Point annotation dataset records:
-------------------------
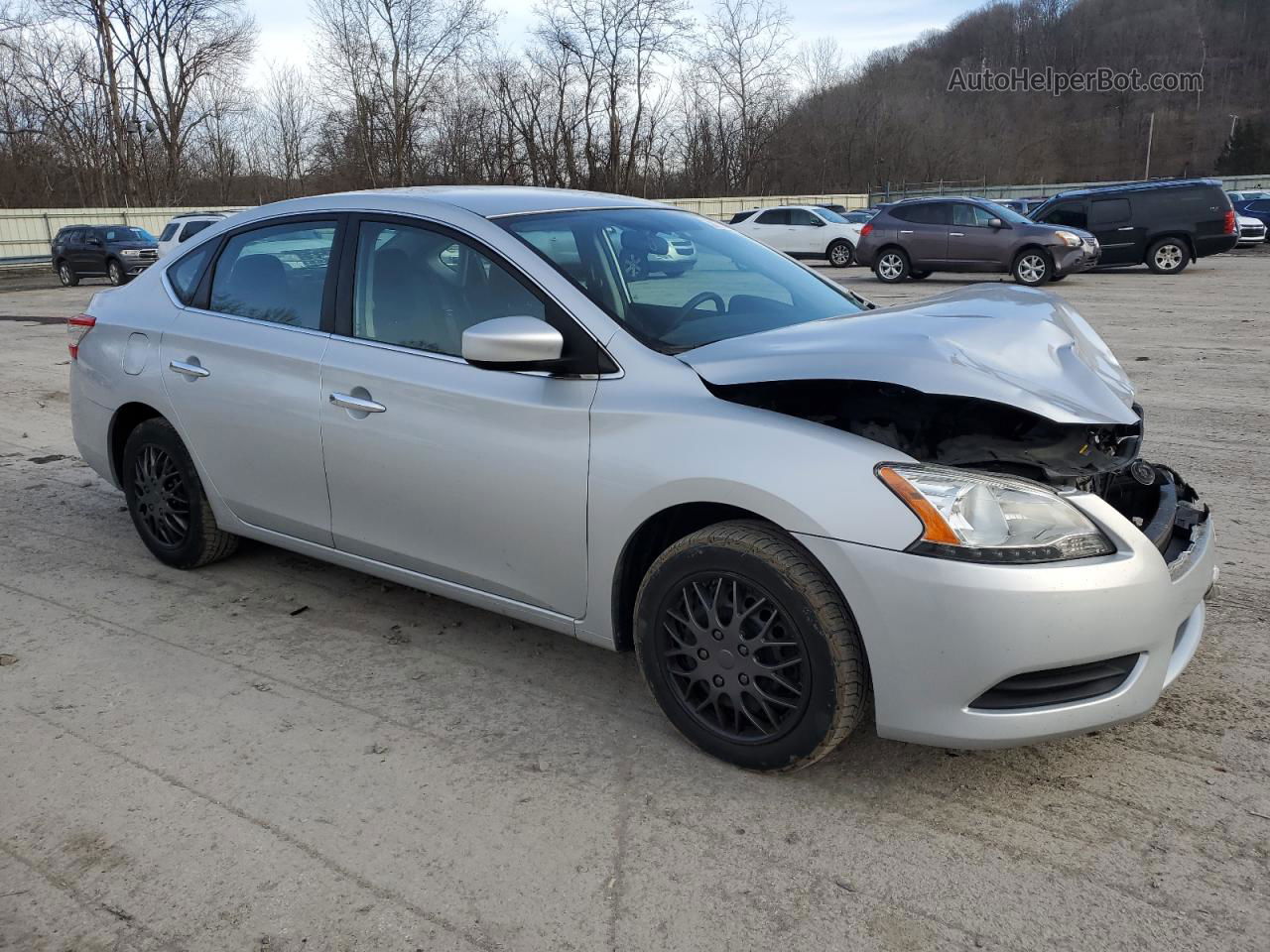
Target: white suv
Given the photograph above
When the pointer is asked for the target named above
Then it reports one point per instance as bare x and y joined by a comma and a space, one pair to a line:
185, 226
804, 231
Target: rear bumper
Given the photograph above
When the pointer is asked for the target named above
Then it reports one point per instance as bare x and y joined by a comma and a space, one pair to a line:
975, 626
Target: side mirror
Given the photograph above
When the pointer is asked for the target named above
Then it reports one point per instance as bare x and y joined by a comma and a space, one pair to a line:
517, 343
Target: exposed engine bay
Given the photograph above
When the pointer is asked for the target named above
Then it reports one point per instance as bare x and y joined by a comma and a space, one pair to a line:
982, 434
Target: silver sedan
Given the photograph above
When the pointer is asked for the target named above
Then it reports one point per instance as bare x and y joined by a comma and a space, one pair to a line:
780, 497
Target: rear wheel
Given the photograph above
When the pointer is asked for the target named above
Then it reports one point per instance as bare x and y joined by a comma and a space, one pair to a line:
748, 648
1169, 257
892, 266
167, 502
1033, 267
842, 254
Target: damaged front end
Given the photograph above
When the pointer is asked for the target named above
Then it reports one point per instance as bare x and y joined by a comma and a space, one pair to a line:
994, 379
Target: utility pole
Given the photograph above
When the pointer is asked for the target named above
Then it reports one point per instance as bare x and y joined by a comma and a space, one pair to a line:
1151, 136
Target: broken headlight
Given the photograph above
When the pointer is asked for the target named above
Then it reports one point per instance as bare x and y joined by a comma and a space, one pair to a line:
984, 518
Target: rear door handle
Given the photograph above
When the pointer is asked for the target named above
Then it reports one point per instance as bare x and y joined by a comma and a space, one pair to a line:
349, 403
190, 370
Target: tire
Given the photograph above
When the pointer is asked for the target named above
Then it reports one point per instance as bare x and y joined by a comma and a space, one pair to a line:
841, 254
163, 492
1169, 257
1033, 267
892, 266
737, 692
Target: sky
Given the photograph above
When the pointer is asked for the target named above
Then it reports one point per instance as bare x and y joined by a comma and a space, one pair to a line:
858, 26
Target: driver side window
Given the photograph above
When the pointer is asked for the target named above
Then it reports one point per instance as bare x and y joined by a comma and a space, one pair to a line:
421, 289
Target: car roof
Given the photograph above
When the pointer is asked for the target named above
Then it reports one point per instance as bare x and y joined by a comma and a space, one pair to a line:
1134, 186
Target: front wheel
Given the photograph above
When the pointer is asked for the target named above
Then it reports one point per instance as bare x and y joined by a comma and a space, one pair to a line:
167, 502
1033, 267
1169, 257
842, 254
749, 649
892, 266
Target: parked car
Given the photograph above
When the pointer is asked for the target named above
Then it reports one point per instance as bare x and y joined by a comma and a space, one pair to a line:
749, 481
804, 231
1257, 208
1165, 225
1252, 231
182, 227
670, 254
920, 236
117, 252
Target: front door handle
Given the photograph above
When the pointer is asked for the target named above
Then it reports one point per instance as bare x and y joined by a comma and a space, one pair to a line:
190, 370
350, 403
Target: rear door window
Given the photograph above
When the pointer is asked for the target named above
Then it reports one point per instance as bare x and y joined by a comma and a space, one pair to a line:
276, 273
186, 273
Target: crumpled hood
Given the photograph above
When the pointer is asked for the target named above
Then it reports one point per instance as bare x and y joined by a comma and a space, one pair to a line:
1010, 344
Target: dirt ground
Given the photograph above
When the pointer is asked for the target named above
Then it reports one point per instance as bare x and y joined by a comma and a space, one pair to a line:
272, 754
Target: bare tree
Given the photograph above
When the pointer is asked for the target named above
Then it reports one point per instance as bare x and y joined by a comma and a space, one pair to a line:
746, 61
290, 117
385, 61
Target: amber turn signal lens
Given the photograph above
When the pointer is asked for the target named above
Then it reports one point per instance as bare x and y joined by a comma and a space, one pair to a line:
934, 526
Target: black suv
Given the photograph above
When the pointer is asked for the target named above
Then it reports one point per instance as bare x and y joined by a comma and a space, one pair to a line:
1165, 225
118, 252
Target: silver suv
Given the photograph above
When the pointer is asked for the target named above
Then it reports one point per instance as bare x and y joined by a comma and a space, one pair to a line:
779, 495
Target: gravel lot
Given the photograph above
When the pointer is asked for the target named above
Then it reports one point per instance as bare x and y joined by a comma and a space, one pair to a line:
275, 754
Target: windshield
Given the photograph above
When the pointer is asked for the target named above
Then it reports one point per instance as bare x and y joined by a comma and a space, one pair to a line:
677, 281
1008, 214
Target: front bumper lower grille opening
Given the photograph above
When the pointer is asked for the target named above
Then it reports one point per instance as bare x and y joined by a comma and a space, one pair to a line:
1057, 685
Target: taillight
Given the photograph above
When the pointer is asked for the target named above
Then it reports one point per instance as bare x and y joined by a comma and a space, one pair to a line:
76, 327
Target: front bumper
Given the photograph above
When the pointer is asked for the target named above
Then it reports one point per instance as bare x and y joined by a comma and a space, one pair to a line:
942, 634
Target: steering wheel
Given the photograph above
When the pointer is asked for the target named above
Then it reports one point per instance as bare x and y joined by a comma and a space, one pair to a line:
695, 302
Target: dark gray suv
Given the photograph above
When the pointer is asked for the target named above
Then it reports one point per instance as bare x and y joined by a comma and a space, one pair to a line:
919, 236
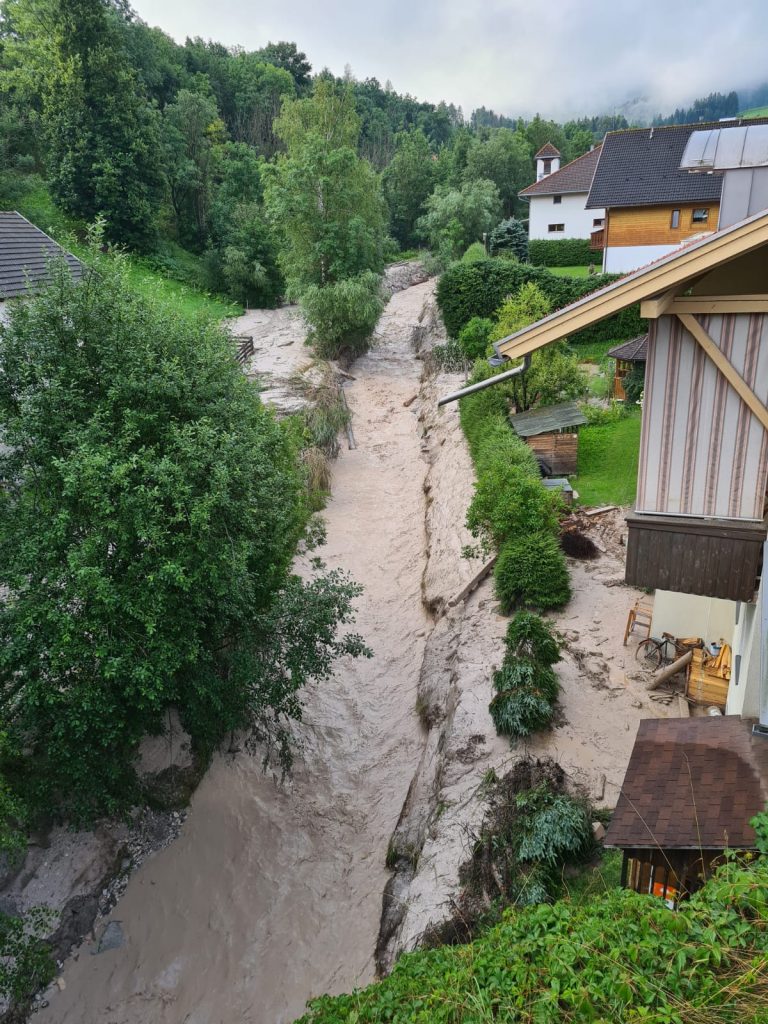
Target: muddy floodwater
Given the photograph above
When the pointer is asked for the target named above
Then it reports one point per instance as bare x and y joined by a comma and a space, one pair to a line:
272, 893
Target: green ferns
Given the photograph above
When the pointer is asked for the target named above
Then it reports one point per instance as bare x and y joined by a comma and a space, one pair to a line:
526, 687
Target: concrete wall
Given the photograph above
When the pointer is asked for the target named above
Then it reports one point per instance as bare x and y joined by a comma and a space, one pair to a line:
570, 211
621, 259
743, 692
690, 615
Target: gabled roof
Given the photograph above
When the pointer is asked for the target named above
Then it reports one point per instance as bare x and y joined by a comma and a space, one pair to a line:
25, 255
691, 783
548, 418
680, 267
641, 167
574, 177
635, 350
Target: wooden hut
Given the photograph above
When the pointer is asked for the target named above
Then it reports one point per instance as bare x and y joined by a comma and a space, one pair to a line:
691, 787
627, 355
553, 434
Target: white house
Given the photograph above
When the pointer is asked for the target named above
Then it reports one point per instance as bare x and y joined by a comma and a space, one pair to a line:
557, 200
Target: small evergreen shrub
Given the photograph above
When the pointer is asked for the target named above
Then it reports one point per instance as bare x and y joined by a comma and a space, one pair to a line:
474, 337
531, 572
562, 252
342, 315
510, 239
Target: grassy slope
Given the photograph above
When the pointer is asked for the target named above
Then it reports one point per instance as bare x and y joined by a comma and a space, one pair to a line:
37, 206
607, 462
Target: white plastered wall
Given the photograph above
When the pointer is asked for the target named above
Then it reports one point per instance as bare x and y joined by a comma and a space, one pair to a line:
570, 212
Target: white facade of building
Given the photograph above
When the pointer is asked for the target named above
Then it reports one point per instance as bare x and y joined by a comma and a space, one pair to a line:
-------------------------
- _STATED GOAL_:
Repeat everything in the records precisely. Images are excluded from the copy.

- _SOLVED PROBLEM_:
Target: white suv
Given the photograph above
When the pointer is asked for the target named above
Then it reports one point per instance as bare x and y joined by a comma and a space, one pair to a line:
185, 226
804, 231
Target: rear bumper
Given the photograph above
When the pointer is asked for the target named above
Then it reports one point per instance as bare x and y joined by a comma and a space, one pair to a line:
975, 626
Target: side mirror
Given the photograph above
When the pointer is asked for the target named above
Then it reports one point per instance as bare x and y joined by a comma and a space, one pair to a line:
517, 343
Target: exposed engine bay
Given the photograph above
When the pointer is asked for the target named above
Then it reports one point per instance as bare x and y joined by a comma and a space, one pair to a line:
982, 434
Target: silver sedan
Given the photograph above
When the pointer is asked for the target named above
Then it reports one point per instance as bare x and y joined by a comma and a space, one pair to a line:
780, 497
Target: rear wheel
Given the photograph above
When the pointer is asked for the target named above
Then it reports one point per instance as bare x and y joined by a comma and a space, one pair to a line:
748, 648
1169, 257
892, 266
167, 502
1033, 267
842, 254
Target: damaged front end
Given the photograph above
When the pointer is asked for the target named above
Then it reports one point per instance as bare x and y joined by a comma and a space, one pair to a line:
994, 379
Target: utility pole
Given the photograph above
When the pointer is asked for the target named above
Then it reports one point per instance as bare x and y joined by a comma and a space, one pair to a line:
1151, 136
Target: broken headlight
Given the photograph above
When the pointer is asked for the target named above
Then it reports one point per instance as bare x and y joined by a comma and a space, one pair to a line:
984, 518
Target: rear door handle
Given the photograph above
When the pointer is asked for the target named above
Then it reports one point per instance as bare x and y joined by a comma and a space, one pair to a line:
349, 403
190, 370
Target: tire
Given the photograph above
When the pointer is asked for the target named above
Then it reports one point per instance as bare x and y joined by a comma and a space, one pair to a line:
841, 254
163, 492
1169, 257
1033, 267
892, 266
737, 692
Target: sky
Given the photograph above
When the pointer is asked for the target named above
Then it reports one point per instance as bare x and y joined by a comma and a space, one pair to a line:
858, 26
Target: driver side window
Given the photograph above
When the pointer is asked for the target named above
Then it reports one point per instance as bare x and y joined by a comma and a space, one pair to a line:
421, 289
Target: car roof
Given the photograph above
When the pointer is asked for the target named above
Then it reports one point per instance as bare x and y joined by a comma and a space, one pair to a line:
1134, 186
Target: front wheel
Given the photograph above
When the pointer is asked for the target named above
Then it reports one point per instance as bare x and y joined by a comma and a space, one pair to a line:
167, 502
1033, 267
1169, 257
842, 254
749, 649
892, 266
Target: parked car
Given the photograph above
When the pointer is asked for the target named above
Then it reports one point per instance as bare x and y joined by a comma and a space, one pair to a line:
749, 481
804, 231
1257, 208
1165, 225
1252, 231
182, 227
670, 254
920, 236
117, 252
Target: front door handle
Given the photograph above
When the pointer is asked for the target named above
Then it reports one point per instance as bare x and y joined by a comma and a space, one pair to a line:
190, 370
350, 403
Target: rear door window
Given the photograph above
When the pointer is asked for the target named above
Then it reports one point per instance as bare x and y joined by a comma and a space, one pair to a line:
276, 273
186, 273
Target: crumpled hood
Given the photograph above
When the pointer is asked for the target named above
Then it reports one point per instance as bare x and y joined by a comma and a space, one pair to a line:
1010, 344
Target: dirt ground
Given the photograph above
When the pointer is asked for the target named above
Then it reports one point per instance as bare x and y joined by a comma and a space, one pair to a line:
272, 754
Target: bare tree
Given the photograph above
When the pointer is asked for the target named above
Then it reports one point per instance as bare x and y joined by a comma and a space, one pair to a line:
746, 61
290, 117
385, 61
Target: amber turn signal lens
Given the photograph above
When the pointer is asked for the target named above
Then it reports one point per instance as bare x and y joined by a comma and a space, one pair to a line:
934, 526
Target: black suv
Given the photograph above
When the pointer is asked for the target named above
Then it reports one point per instance as bare x and y joined by a comma and a space, one pair to a line:
1165, 225
118, 252
Target: silver suv
Given the photograph above
When the pointer is asked for the target named above
Then it reports one point per instance as bare x and y joined by a comma and a space, one pair to a line:
779, 495
Target: gravel lot
Given the photograph above
When the pointer is asked for the target named above
Then it reports one point per instance as bare x and y joined by a comma and a space, one pair to a line:
275, 754
Target: windshield
Given the photograph above
When the pointer is asked for the target named above
Then it reports one point per instance as bare x and y joined by a comma and a space, one pair to a line:
677, 281
1008, 214
Target: front bumper lower grille opening
Given the photograph above
When the pointer is asked for the target named above
Then it reports one point per instance as bare x and y joined by a comma and a space, one pair to a line:
1057, 685
Target: taillight
Given the photograph above
When the pointer is asked for the target named above
Then it reports one point per instance as bare x and y joined by a comma and a space, one pair to a line:
76, 327
Target: front bumper
Given the photograph above
When the pointer is asked for the target named above
Then it reports one point per instance as bare x and y joined by a comma and a space, one pair to a line:
942, 634
Target: steering wheel
Given the photograph above
When the pointer is asked for the target named above
Then it reports one point per instance as bare x and y joined by a comma and a space, one pair to a line:
695, 302
Target: dark gray suv
Given the photograph above
When the pointer is asked for the target named above
Then it reports one point per instance as bare x and y joined by a comma and a space, one pair to a line:
919, 236
Target: muddy floodwater
Given the photograph above
When the pointer is asked for the target named above
Then it reports one point per instance as bare x and y joined by a comma and a space, one pair to a line:
272, 893
Target: green ferns
Given the photograph above
When the pointer is asked for the target named above
Then it reports one point per instance as bare x and y joined by a comma and a space, one pair to a line:
526, 687
Target: concrete wall
Given the photograph above
When the pointer is asked for the target named above
Then it reports one point per instance as bare x and y joined by a comma and a space, one pair to a line:
570, 211
621, 259
743, 692
690, 615
Target: gabled roof
Given the photograph above
When the pointer is asked for the target named above
Then it reports one point per instance as bare x and y joined by a comma and a space, one pair to a line:
25, 255
691, 783
548, 418
680, 267
641, 167
574, 177
635, 350
Target: wooden hut
Given the photograph above
When the pointer is asked for the target named above
Then it reports one point per instance as bare x and y joined by a comma and a space, one pair to a line:
691, 787
627, 355
553, 434
Target: white house
Given the photograph above
When the pointer is asked for the target named above
Then it reports one point per instance as bare x and y joined by a comma and a space, one pair to a line:
557, 200
Target: small evergreen shrub
Given the photograph above
When the pointer is asked for the target named above
Then it reports one point per instance as bare x and y joined by a comma and a space, one pair to a line:
474, 337
531, 572
562, 252
342, 315
510, 239
Target: grassy slope
Given the photograph above
When the pointer is asked for the target named above
Then it reports one point per instance as bare x and y joined by a comma and a space, one pair to a line:
37, 206
607, 462
Target: white plastered wall
Given the photograph above
When the pointer is asked for the target named above
Then it reports one point per instance as bare x and y joined by a comma and a space, one pair to a line:
570, 212
Target: white facade of building
Given the photograph above
When the pointer is asked for the target named above
Then it reports one point per instance as bare x and y joined by a comma and a space, one pair to a line:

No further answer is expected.